_Activité 1_
Relevez tous les avantages de l'interruption de grossesse médicamenteuse par la Myfégine que cite la recommandation 4 du texte source.
_Activité 2_
Rédigez la suite du texte source sur les recommandations de la Délégation, à partir de la fin de la recommandation 8.

_Texte source_
La Délégation a adopté les recommandations proposées par la rapporteure et modifiées pour tenir compte de l'ensemble de ces observations.

RECOMMANDATIONS ADOPTÉES

PAR LA DÉLÉGATION

1. La Délégation souligne la nécessité impérieuse d'une large politique d'information à la contraception et d'éducation à la sexualité en direction des jeunes, condition préalable et indispensable à toute perspective d'une diminution sensible des recours à l'IVG.

2. Il serait souhaitable d'améliorer le système du recueil des données sur l'IVG dans les secteurs public et privé pour une meilleure épidémiologie, en raison d'une certaine sous-déclaration des IVG, en particulier dans les établissements privés agréés.

3. Une enquête devrait être diligentée par le ministère de l'emploi et de la solidarité pour une meilleure estimation du nombre de femmes qui, avec la légalisation des nouveaux délais, pourront accéder à l'IVG en France.

4. L'interruption de grossesse médicamenteuse par la Myfégine présente de nombreux avantages, liés à son utilisation précoce, sans anesthésie, et sans danger pour la santé de la femme. Il conviendrait de rendre plus accessible ce médicament, classé dans la catégorie des substances vénéneuses, dont la distribution et l'administration sont soumises à de sévères restrictions par un arrêté du 10 septembre 1992.

5. Le recours à l'avortement médicamenteux devrait pouvoir s'accompagner d'une pratique ambulatoire sans hospitalisation nécessaire, en structure légère ou même à domicile, la femme restant en contact avec son médecin.

6. Le choix par la femme de la méthode de l'IVG est fondamental, car la méthode la mieux acceptée est la méthode préférée par la femme. Le médecin, dès la première visite, devrait informer la femme des différentes méthodes d'avortement (méthode médicamenteuse ou chirurgicale, avec anesthésie locale ou générale), de leurs avantages et de leurs inconvénients.

7. L'entretien qui a une fonction d'aide et d'écoute de la femme n'est trop souvent qu'une simple formalité ou prend un caractère dissuasif ou culpabilisant. Aussi, sauf pour les mineures, cet entretien préalable ne devrait pas être imposé, mais systématiquement proposé lors de la première visite médicale.

8. Concernant le recours à l'IVG de la mineure désirant garder le secret, il devrait revenir, non pas au médecin, mais à la conseillère conjugale lors de l'entretien préalable, de s'efforcer d'obtenir son consentement pour que les titulaires de l'autorité parentale soient consultés, puis de constater éventuellement que la mineure ne veut pas effectuer cette démarche ou que le consentement n'est pas obtenu.

[Données d'ancrage fondées sur des images]
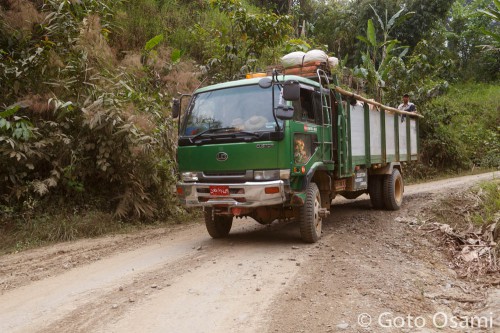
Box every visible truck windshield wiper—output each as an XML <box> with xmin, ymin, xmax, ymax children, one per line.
<box><xmin>190</xmin><ymin>127</ymin><xmax>259</xmax><ymax>142</ymax></box>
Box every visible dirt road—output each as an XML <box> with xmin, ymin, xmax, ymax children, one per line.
<box><xmin>0</xmin><ymin>172</ymin><xmax>500</xmax><ymax>333</ymax></box>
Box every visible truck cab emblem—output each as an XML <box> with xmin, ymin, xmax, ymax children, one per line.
<box><xmin>215</xmin><ymin>152</ymin><xmax>229</xmax><ymax>162</ymax></box>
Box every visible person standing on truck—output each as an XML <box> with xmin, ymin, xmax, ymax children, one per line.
<box><xmin>398</xmin><ymin>94</ymin><xmax>417</xmax><ymax>122</ymax></box>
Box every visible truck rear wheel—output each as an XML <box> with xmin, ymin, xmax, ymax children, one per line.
<box><xmin>300</xmin><ymin>183</ymin><xmax>323</xmax><ymax>243</ymax></box>
<box><xmin>383</xmin><ymin>168</ymin><xmax>404</xmax><ymax>210</ymax></box>
<box><xmin>368</xmin><ymin>175</ymin><xmax>384</xmax><ymax>209</ymax></box>
<box><xmin>204</xmin><ymin>208</ymin><xmax>233</xmax><ymax>238</ymax></box>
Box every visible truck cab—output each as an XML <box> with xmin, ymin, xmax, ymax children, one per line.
<box><xmin>174</xmin><ymin>70</ymin><xmax>420</xmax><ymax>243</ymax></box>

_Réponse rédigée 1_
- son utilisation précoce
- sans anesthésie
- sans danger pour la santé de la femme

_Réponse rédigée 2_
9. Pour une valorisation à la fois du contenu de l'entretien et du rôle des personnels de santé qui l'assurent, il conviendrait de revoir la situation des conseillères conjugales en leur reconnaissant un véritable statut, un diplôme reconnu par l'Etat, une harmonisation de leurs situations et rémunérations.

10. L'attestation que la poursuite de la grossesse met en péril grave la santé de la femme doit être fournie par deux médecins, dont l'un doit être inscrit sur la liste d'experts près la Cour de cassation ou près d'une Cour d'appel. Le recours à une commission ad hoc, pluridisciplinaire, comprenant par exemple un gynécologue-obstétricien et un psychologue permettrait d'aider à la prise de décision médicale, tout en prenant mieux en compte la situation de la femme.

11. Dans un souci de prévention et pour élargir le recours aux méthodes contraceptives - y compris pour les hommes -, la stérilisation à but contraceptif devrait être reconnue par un texte législatif, en entourant cette pratique de toutes les précautions, nécessaires notamment à l'expression d'un consentement libre et éclairé de la personne.

12. En matière pénale, le délit d'entrave à l'interruption légale de grossesse devrait trouver sa place dans le code pénal et pourrait être étendu, en plus des menaces ou actes d'intimidation, aux pressions morales exercées à l'encontre des personnels médicaux et non médicaux et des femmes venant subir une IVG.

13. Afin d'accueillir au mieux les femmes qui seront concernées par un allongement des délais, les efforts budgétaires entrepris dans le cadre du budget 2000 devront être poursuivis. Les femmes devront être reçues dans des unités fonctionnelles leur assurant les meilleures conditions techniques et de sécurité.